### Brano scelto:
____________

Un duo piano e batteria è senza dubbio una formazione insolita: cosa ha reso attraente per voi, a livello musicale, questo incontro?

Potremmo dire l'idea di "Less is more"! In realtà, il nostro primo pensiero non sono stati gli strumenti ma il motore di tutto è stata solo la voglia di creare qualcosa insieme.

Questo progetto nasce nel 2016 dal vostro incontro. Raccontateci a questo punto anche il vostro percorso artistico…

Il nostro incontro musicale è iniziato quando io (Olivia) sono venuta in Italia per la prima volta per fare dei concerti. Mi proposero di suonare con una ritmica italiana e scelsi Nicola come batterista. È stato un incontro molto intenso sia a livello musicale che personale, che nel corso degli anni si è approfondito e si è trasformato in progetti e albums, come “Changes” in quartetto a nome di Nicola, "For You” in trio a nome mio ed ora quest’ultimo, "Dialogue’s Delight", che condividiamo in tutto e per tutto e del quale siamo orgogliosissimi.

Dialogue’s Delight rappresenta per voi un punto di partenza o un punto di arrivo?

Tutt’e due! È un punto di arrivo poiché siamo riusciti a creare un progetto molto equilibrato dove siamo "co-leader", contribuendo alla pari anche a livello compositivo, e trovando insieme ogni soluzione. Allo stesso momento è un punto di partenza poiché, finalmente, possiamo condividere con il pubblico questo risultato esibendoci live e ogni concerto è una esperienza che ci fa crescere. Sentire la reazione della gente, spesso commossa e sorpresa, ci sprona a continuare a credere in questo nostro progetto.

____________

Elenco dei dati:
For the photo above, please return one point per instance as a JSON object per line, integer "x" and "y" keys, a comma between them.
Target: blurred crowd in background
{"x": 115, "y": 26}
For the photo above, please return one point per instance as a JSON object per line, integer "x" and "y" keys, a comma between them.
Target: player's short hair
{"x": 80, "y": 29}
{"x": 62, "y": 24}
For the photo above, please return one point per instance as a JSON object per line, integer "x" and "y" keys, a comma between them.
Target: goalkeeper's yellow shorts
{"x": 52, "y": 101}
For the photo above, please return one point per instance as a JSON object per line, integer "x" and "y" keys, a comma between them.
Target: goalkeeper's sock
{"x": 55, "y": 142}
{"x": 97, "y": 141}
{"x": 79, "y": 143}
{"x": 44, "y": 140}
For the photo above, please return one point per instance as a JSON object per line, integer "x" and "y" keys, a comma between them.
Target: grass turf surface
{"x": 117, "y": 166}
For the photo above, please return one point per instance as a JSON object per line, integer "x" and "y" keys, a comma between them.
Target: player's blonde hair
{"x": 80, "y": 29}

____________

### Compiti da svolgere:
1) Secondo l'intervista sul duo piano e batteria, in che anno è nato il progetto?
2) Nell'intervista sul duo piano e batteria, perché "Dialogue’s Delight" viene definito sia un punto di arrivo sia un punto di partenza?
Il materiale qui non ha alcun ruolo.

### Risposte per compito:
1) Nel 2016.

2) È un punto di arrivo perché i due musicisti hanno creato un progetto molto equilibrato. In questo progetto sono co-leader, contribuiscono alla pari anche alla composizione e trovano insieme ogni soluzione. È un punto di partenza perché ora possono condividere il risultato con il pubblico suonando dal vivo, e ogni concerto li fa crescere.